Problem to work on:
Would you repeat the listing exactly but omit every picture?
------ Supplied material ------
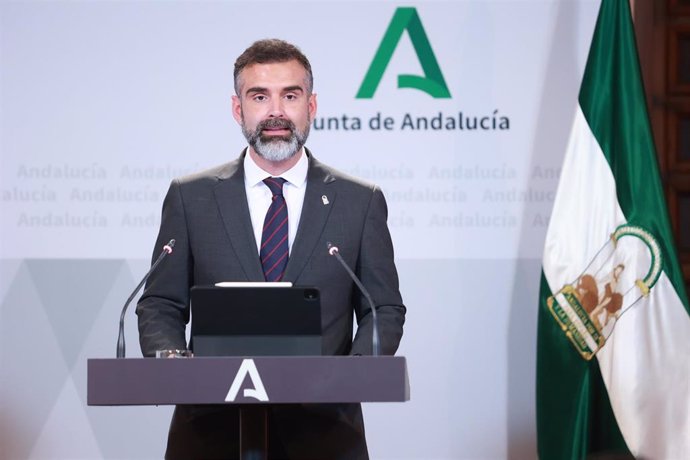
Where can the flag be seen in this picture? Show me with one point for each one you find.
(613, 357)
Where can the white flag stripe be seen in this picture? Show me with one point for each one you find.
(585, 210)
(645, 363)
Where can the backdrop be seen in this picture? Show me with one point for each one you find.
(103, 103)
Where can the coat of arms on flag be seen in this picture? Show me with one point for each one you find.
(587, 309)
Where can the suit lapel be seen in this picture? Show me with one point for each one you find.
(315, 212)
(231, 198)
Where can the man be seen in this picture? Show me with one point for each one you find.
(218, 217)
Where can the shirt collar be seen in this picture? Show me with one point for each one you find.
(297, 175)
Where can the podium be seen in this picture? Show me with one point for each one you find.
(251, 383)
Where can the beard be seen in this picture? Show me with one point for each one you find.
(276, 148)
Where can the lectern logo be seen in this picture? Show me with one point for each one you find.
(432, 82)
(248, 368)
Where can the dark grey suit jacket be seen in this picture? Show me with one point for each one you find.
(208, 216)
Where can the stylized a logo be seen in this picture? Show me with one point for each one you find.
(432, 82)
(258, 392)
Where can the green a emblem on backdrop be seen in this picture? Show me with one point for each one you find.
(431, 83)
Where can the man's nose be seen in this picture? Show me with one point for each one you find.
(276, 108)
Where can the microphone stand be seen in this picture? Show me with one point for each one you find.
(333, 250)
(167, 249)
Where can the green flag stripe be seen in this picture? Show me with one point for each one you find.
(574, 414)
(612, 100)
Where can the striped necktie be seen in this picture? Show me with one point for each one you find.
(274, 237)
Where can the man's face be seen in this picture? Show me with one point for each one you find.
(274, 108)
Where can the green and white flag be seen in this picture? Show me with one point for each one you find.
(613, 364)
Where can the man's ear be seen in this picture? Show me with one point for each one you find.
(237, 109)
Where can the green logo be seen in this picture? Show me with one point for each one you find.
(431, 83)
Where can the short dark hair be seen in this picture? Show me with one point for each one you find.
(269, 51)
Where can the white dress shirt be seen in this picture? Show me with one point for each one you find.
(259, 195)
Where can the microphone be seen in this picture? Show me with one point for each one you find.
(167, 249)
(333, 250)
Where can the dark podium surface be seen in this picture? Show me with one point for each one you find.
(207, 380)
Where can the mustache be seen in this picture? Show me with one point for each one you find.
(275, 123)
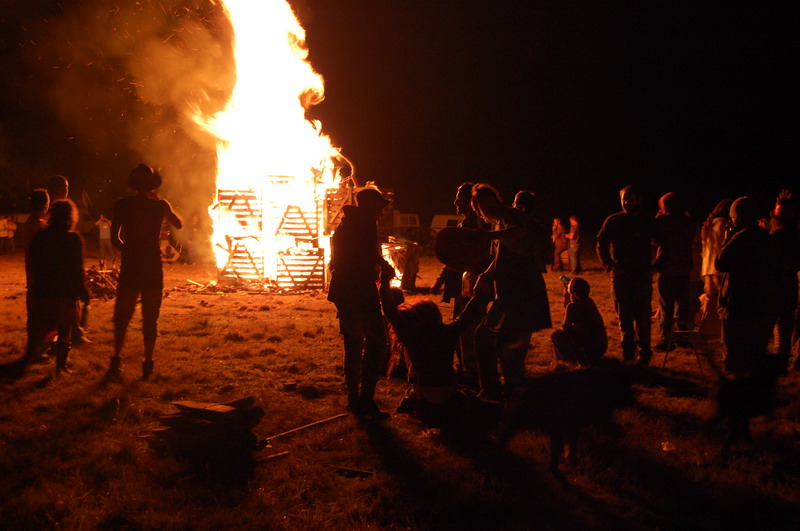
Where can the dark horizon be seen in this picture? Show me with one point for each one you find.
(569, 103)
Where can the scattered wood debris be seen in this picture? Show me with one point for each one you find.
(217, 438)
(102, 283)
(228, 285)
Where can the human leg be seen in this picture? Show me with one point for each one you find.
(352, 330)
(666, 306)
(513, 348)
(486, 355)
(124, 306)
(151, 308)
(374, 355)
(642, 296)
(622, 304)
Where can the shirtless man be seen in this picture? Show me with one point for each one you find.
(135, 229)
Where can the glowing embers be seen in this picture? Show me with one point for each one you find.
(239, 234)
(273, 235)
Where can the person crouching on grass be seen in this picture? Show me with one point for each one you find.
(58, 282)
(428, 345)
(135, 230)
(583, 338)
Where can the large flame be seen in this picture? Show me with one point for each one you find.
(265, 143)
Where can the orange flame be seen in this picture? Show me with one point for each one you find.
(265, 144)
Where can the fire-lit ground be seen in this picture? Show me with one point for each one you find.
(74, 452)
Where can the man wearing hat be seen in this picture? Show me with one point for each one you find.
(747, 297)
(135, 229)
(356, 263)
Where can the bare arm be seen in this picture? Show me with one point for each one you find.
(172, 217)
(387, 299)
(116, 227)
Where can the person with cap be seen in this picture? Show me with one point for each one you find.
(135, 229)
(459, 283)
(57, 282)
(57, 189)
(624, 246)
(37, 220)
(786, 239)
(520, 306)
(674, 273)
(583, 337)
(356, 264)
(746, 300)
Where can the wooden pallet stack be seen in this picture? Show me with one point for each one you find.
(217, 438)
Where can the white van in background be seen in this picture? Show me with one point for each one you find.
(440, 221)
(406, 226)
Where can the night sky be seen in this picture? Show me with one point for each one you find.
(569, 102)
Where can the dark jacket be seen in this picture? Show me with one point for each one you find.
(355, 262)
(749, 262)
(57, 265)
(624, 244)
(679, 231)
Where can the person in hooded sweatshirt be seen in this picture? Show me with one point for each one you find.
(356, 264)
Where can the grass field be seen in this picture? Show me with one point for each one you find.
(74, 451)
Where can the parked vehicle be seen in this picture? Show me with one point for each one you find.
(406, 226)
(440, 221)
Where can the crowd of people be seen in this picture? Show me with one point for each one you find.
(728, 277)
(55, 274)
(743, 277)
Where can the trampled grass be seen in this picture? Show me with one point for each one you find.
(74, 451)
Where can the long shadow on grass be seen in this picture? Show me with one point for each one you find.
(513, 495)
(666, 497)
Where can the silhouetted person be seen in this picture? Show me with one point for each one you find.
(574, 249)
(786, 239)
(712, 236)
(58, 280)
(40, 204)
(7, 230)
(559, 244)
(527, 202)
(106, 249)
(624, 248)
(746, 301)
(57, 189)
(135, 230)
(356, 262)
(458, 286)
(674, 271)
(520, 305)
(583, 337)
(428, 345)
(748, 313)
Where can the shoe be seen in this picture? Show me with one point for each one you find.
(644, 358)
(490, 398)
(81, 340)
(369, 409)
(147, 370)
(114, 373)
(352, 403)
(62, 352)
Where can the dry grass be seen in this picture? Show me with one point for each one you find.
(72, 452)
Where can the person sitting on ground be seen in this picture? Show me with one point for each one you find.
------
Expected answer:
Where can the flag be seen in this picture? Show me with one point for each one you find.
(613, 357)
Where can the white flag stripe be seen in this picture? Show me with one point for each one you find.
(585, 210)
(645, 363)
Where can the backdrop be seen in this picture? Show me with one point for each one you find.
(103, 103)
Where can the coat of arms on flag be seen in this picture? Show me with one point for each one you find.
(587, 309)
Where can the suit lapel be seen in this picture? Show me with one point for each one you find.
(315, 212)
(231, 198)
Where can the man be seen in this picture? Show me with one point for each one you find.
(218, 217)
Where can the shirt collar be seen in this picture? Show me with one point for each one you find.
(297, 175)
Where can the podium be seen in this picture? Show me with one point for each one you find.
(251, 383)
Where can the beard be seen in this picture? Show me with one point for each one you find.
(276, 148)
Where can the lectern logo be seen in this picture? Show me with one point for each one you find.
(432, 82)
(248, 368)
Where can the dark grey suit jacket be seen in this picture? Show me with one point for each one you find.
(208, 216)
Where can the stylized a logo be seen in this picture? Show me with one point for each one you find.
(432, 82)
(258, 392)
Where can the green a emblem on backdrop be seen in this picture? Show me with one point for each one you find.
(431, 83)
Where can the man's nose be seen in this picture? Show me with one point for each one you find.
(276, 108)
Where can the microphone stand be seen in this picture? Show me with one point for each one you find.
(333, 250)
(167, 249)
Where can the green flag stripe be seen in this picture? Show me with one point for each one you find.
(574, 414)
(612, 100)
Where can the striped necktie be seen in this picture? Show me with one point for each one you find.
(274, 237)
Where can the man's face be seen in this picture? Show me with one point for each one you find.
(274, 108)
Where can the green and white flag be seen in this picture? Show me with one point for each one you find.
(613, 364)
Where can the man's ear be seen in this picture? Show me with one point for each one you find.
(237, 109)
Where can the green logo be seen in this picture? Show me with one point for each one you find.
(431, 83)
Where can the short dark hair be seen in this picture? Show me with one point for each one you find.
(269, 51)
Where can the white dress shirt be seen in this picture? Show me with one point for each one you find.
(259, 195)
Where can the microphone be seen in this picture? Show me with one point for each one you find.
(167, 249)
(333, 250)
Where can the dark podium surface be seen in this picture? Show me with one point for each one you find.
(207, 380)
Where can the mustache be seen in this picture? Show me with one point for each one you find.
(275, 123)
Where can the dark horizon be seen in this picture? Show me with one point for each one you find.
(569, 103)
Where can the scattered wood debris be seen in this picture? Show me with one point for each one you find.
(217, 438)
(102, 283)
(228, 285)
Where can the human leg be seen in this picture? Show me with one point for each one you find.
(352, 330)
(666, 306)
(513, 348)
(486, 355)
(124, 306)
(151, 308)
(374, 355)
(642, 296)
(622, 304)
Where can the shirtless man be seen in this picture? Show me with one point for each one you find.
(135, 229)
Where can the glowing embers be seen in this picture? Show me with one point for each one you find.
(239, 234)
(273, 235)
Where can the person crouching on grass be seen in this picture? Show me with one point for each one you find.
(58, 282)
(428, 345)
(135, 230)
(583, 338)
Where can the large flame be seen in this picture? Show me with one point for each one you find.
(265, 143)
Where can the orange flame be seen in this picture? Show me with one point for each one you find.
(265, 144)
Where can the fire-lit ground be seen in this picture? Show me with one point for each one you find.
(74, 452)
Where can the man wearing hat be seen in this picture? Show me with one point for each one you find.
(747, 297)
(135, 229)
(356, 263)
Where can the bare arm be seen in this picture? Show me with one point for each one you find.
(172, 217)
(387, 299)
(116, 227)
Where can the person with cap be seen in this picture? Show me with one point for each one you find.
(135, 229)
(459, 283)
(57, 282)
(57, 189)
(624, 246)
(37, 220)
(786, 239)
(520, 306)
(674, 273)
(583, 337)
(356, 264)
(746, 300)
Where can the wooden pallet stack be seen in this picture? Show me with one point for each one you find.
(217, 438)
Where can the white van in background be seen in this picture? Show me with one point for each one you find.
(440, 221)
(406, 226)
Where can the night sky be seen in this picture? Show me with one point for each one you find.
(569, 102)
Where can the dark jacket be seen in this picture? Show me with one point for each one you find.
(355, 262)
(749, 262)
(57, 265)
(624, 244)
(679, 231)
Where can the person in hooded sweatshirt be seen in this picture? Show me with one point for each one you find.
(356, 264)
Where can the grass field be seen in this picture? Show me with one point for each one you find.
(74, 451)
Where can the parked vehicle be seen in this picture? Show me with one point for each one you find.
(406, 226)
(440, 221)
Where can the crowd of people be seen in this picture? Show me with one point for each one you find.
(728, 277)
(55, 274)
(743, 277)
Where can the trampled grass be seen in this picture? Show me with one point for each one you find.
(74, 451)
Where can the long shadow on grass be seen in this picture? Show me with one point for each one you find.
(513, 495)
(666, 497)
Where can the silhouetted person be seen in this picture? Show me with one point for each one you find.
(574, 249)
(786, 239)
(712, 236)
(58, 280)
(40, 204)
(7, 230)
(559, 244)
(527, 202)
(106, 249)
(624, 248)
(746, 301)
(57, 189)
(135, 230)
(356, 262)
(458, 286)
(674, 271)
(520, 305)
(583, 337)
(428, 345)
(748, 313)
Where can the shoe be seen in this picture? Show me with one point for each one you find.
(644, 358)
(490, 398)
(81, 340)
(369, 409)
(147, 370)
(114, 373)
(352, 403)
(62, 352)
Where can the dry grass be seen in this picture? Show me with one point for each one you find.
(72, 452)
Where can the person sitting on ground be seen in this picture? Show me with one point for each one you find.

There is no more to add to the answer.